:: Activity ::
Write out, word for word, the section of the Fanny Bay text that begins with the words "Oysters were introduced" and ends with "Mac's Oysters Ltd.".

:: Given text ::
■ ■ ■
Fanny Bay is well known as a source of farmed shellfish, specifically Pacific oysters (scientific name Crassostrea gigas), manila clams (Venerupis philippinarum), savoury clams (Nuttallia obscurata) and mussels (Mytilus galloprovincialis), for both domestic and global markets.

Oysters were introduced to the area as early as 1912 or 1913, with further seedings around 1925. As a result of the lack of Pacific oysters from Japan during World War II, further seeding occurred in 1942 (along with seedings in other parts of the Strait of Georgia).

Eikichi Kagetsu introduced 9 crates of oyster seed from Japan around 1926-1927. In the 1930s they received permission from the E&N Railway to use 10 acres along the shore to develop oyster culture.

Oyster and clam seeding in Baynes Sound at Fanny Bay occurred around 1947, by Joseph McLellan, a pioneer in oyster aquaculture. McLellan imported his first batch of oyster seed from Japan and seeded the beach areas around Fanny Bay - Mud Bay, Ship Point, Buckley Bay and Denman Island.
McLellan's descendants still own and operate the oyster and clam farm located in Fanny Bay, Mac's Oysters Ltd.

Manila clam seed was inadvertently included in Joseph McLellan's initial seed shipments from Japan.

== Arts and culture ==

=== Wacky Woods ===
Fanny Bay was home to an outdoor art exhibit known as Wacky Woods. It was built in the 1970s by artist George Sawchuk. Many of the artworks in the woods had a political and surrealist nature, with works touching on topics from old-growth logging to the War in Afghanistan. Visitors could tour the outdoor art installation freely. Sawchuk died in 2012. Wacky Woods closed in 2018, as the property was sold.

=== Fanny Bay Inn ===
The Fanny Bay Inn is a recognizable landmark and popular pub located on the Island Highway in Fanny Bay. It was built in 1938, and for decades has operated as a pub and local gathering spot, hosting music performances and jam sessions. It celebrated its 80th anniversary in 2018.
■ ■ ■
:: Stored data ::

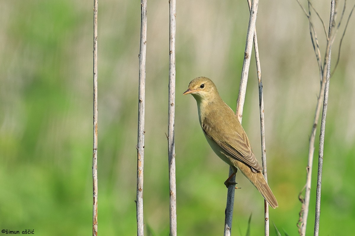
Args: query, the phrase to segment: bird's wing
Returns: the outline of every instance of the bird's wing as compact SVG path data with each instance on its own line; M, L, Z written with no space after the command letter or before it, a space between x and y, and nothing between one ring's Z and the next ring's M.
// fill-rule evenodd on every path
M204 119L202 126L206 135L226 151L230 157L256 171L262 171L262 167L255 158L246 134L241 126L241 132L239 133L233 127L230 127L230 129L222 129L208 119Z

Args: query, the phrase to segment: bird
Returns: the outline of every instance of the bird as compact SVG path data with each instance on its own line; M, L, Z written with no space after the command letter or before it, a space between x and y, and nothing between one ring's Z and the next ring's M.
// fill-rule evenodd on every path
M230 179L239 170L272 207L278 207L245 132L233 110L222 99L214 84L206 77L195 78L183 95L189 94L196 100L200 123L207 142L233 171L224 184L227 187L236 184Z

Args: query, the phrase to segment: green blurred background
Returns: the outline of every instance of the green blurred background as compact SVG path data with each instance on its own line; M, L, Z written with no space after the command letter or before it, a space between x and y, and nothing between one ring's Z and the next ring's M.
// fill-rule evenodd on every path
M247 4L177 1L178 234L221 235L227 192L223 183L228 167L205 140L195 99L182 93L195 77L208 77L235 110L248 21ZM320 1L315 5L327 24L330 4ZM354 4L348 1L346 16ZM34 229L37 235L90 235L93 2L0 2L0 228ZM99 232L133 235L140 2L100 1L98 21ZM168 1L148 1L148 21L144 221L147 235L166 235ZM325 34L319 20L315 22L323 55ZM350 235L355 231L354 22L353 17L331 82L321 235ZM257 29L268 176L279 205L271 210L270 218L271 224L290 235L297 234L301 206L297 195L305 182L308 139L320 85L308 27L296 0L260 1ZM333 47L333 65L340 39L339 34ZM243 125L260 160L253 56L251 65ZM318 142L319 130L316 136ZM317 149L308 235L314 224ZM233 234L245 235L252 214L251 235L262 235L263 199L241 174L237 180L242 189L236 192ZM271 232L275 235L272 226Z

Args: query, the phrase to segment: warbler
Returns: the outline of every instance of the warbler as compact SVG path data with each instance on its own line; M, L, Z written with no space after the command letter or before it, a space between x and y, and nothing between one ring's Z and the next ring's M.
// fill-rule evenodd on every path
M233 110L222 100L213 82L206 77L196 78L183 95L189 93L196 99L200 125L208 144L233 170L224 184L228 186L236 183L230 180L239 169L272 207L278 207L245 132Z

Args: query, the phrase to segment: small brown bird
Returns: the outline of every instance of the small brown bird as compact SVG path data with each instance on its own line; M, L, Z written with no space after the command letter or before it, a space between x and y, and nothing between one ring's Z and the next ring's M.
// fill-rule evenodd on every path
M190 82L183 95L189 93L197 102L200 124L208 144L234 172L224 184L235 184L230 180L239 169L272 207L278 207L245 132L233 110L220 97L213 82L208 78L197 77Z

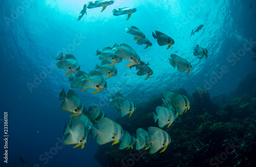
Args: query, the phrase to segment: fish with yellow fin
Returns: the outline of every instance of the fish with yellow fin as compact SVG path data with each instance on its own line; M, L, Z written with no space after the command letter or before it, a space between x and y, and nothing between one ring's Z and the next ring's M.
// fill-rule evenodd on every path
M60 61L57 63L57 66L59 68L69 71L65 75L71 73L76 73L80 70L80 65L75 57L71 54L67 54L63 57L62 53L58 56L56 60Z
M96 89L96 91L92 93L95 94L106 89L106 82L97 71L91 71L88 76L83 75L81 81L86 81L82 85L82 92L88 89Z
M138 65L140 64L140 58L131 46L126 44L123 43L120 46L116 43L114 45L112 50L118 49L116 51L116 55L119 58L126 59L131 62L129 64L125 67L130 67L134 65Z
M177 68L179 71L181 72L184 72L184 71L187 70L187 74L186 76L188 74L189 71L192 69L192 65L187 60L178 56L178 55L172 54L170 55L170 58L168 58L169 59L169 62L170 65L175 68L177 65Z
M122 126L107 118L101 118L97 125L98 129L92 127L92 134L93 138L98 135L96 141L99 145L113 141L113 145L118 143L123 135Z

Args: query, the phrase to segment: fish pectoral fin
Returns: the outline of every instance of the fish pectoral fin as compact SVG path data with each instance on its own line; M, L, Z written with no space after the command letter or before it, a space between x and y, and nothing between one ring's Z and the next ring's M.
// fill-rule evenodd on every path
M87 89L83 89L83 90L82 90L81 92L84 92L84 91L86 91L86 90L87 90Z
M109 76L108 76L108 77L107 77L106 78L105 78L105 79L109 79L109 78L110 78L111 76L111 76L111 75L109 75Z
M69 72L68 72L67 74L65 74L65 76L69 75L70 74L71 74L71 72L69 71Z
M113 142L113 143L112 143L112 145L114 145L114 144L117 144L117 143L118 143L119 141L118 140L115 140L115 141Z
M103 7L102 9L101 10L101 11L100 11L100 12L102 12L105 9L106 9L106 7L105 7L105 6Z
M186 74L186 76L187 76L187 74L188 74L188 73L189 73L189 71L190 71L190 69L189 69L189 70L187 70L187 74Z
M112 62L112 63L111 63L111 64L110 64L110 66L113 66L113 65L114 65L115 64L116 64L116 62Z
M131 13L128 13L128 16L127 17L126 20L128 20L128 19L130 18L131 15L132 15Z
M173 122L170 122L170 123L169 123L169 125L168 125L167 128L168 128L170 126L170 125L173 123Z
M145 79L145 80L146 80L147 78L148 78L150 76L150 74L148 74L147 75L147 76L146 77L146 79Z
M125 67L129 67L132 66L132 65L133 65L133 63L131 62L127 65L125 66Z
M170 47L170 46L172 46L172 45L168 45L166 50L168 49L168 48L169 48Z
M130 114L129 117L131 117L131 116L132 116L132 115L133 114L133 112L134 112L134 111L132 111L132 112L131 112L131 114Z
M138 40L139 40L139 39L140 39L140 38L139 38L139 37L138 37L138 38L137 38L136 39L134 39L134 40L135 40L135 41L138 41Z
M76 114L75 114L75 114L74 114L73 115L71 115L71 116L69 116L69 117L73 117L75 116L77 116L77 115Z
M92 94L95 94L96 93L98 93L100 91L100 90L99 89L96 89L95 91L93 92L93 93L92 93Z
M160 151L160 153L162 153L163 152L164 152L164 151L165 151L165 150L166 149L166 148L167 148L167 145L166 145L166 146L165 146L163 147L163 149L162 149L162 150Z
M79 147L81 146L82 144L81 143L78 143L75 147L74 147L73 148L76 148L77 147Z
■ ■ ■
:: Written solution ::
Oysters were introduced to the area as early as 1912 or 1913, with further seedings around 1925. As a result of the lack of Pacific oysters from Japan during World War II, further seeding occurred in 1942 (along with seedings in other parts of the Strait of Georgia).

Eikichi Kagetsu introduced 9 crates of oyster seed from Japan around 1926-1927. In the 1930s they received permission from the E&N Railway to use 10 acres along the shore to develop oyster culture.

Oyster and clam seeding in Baynes Sound at Fanny Bay occurred around 1947, by Joseph McLellan, a pioneer in oyster aquaculture. McLellan imported his first batch of oyster seed from Japan and seeded the beach areas around Fanny Bay - Mud Bay, Ship Point, Buckley Bay and Denman Island.
McLellan's descendants still own and operate the oyster and clam farm located in Fanny Bay, Mac's Oysters Ltd.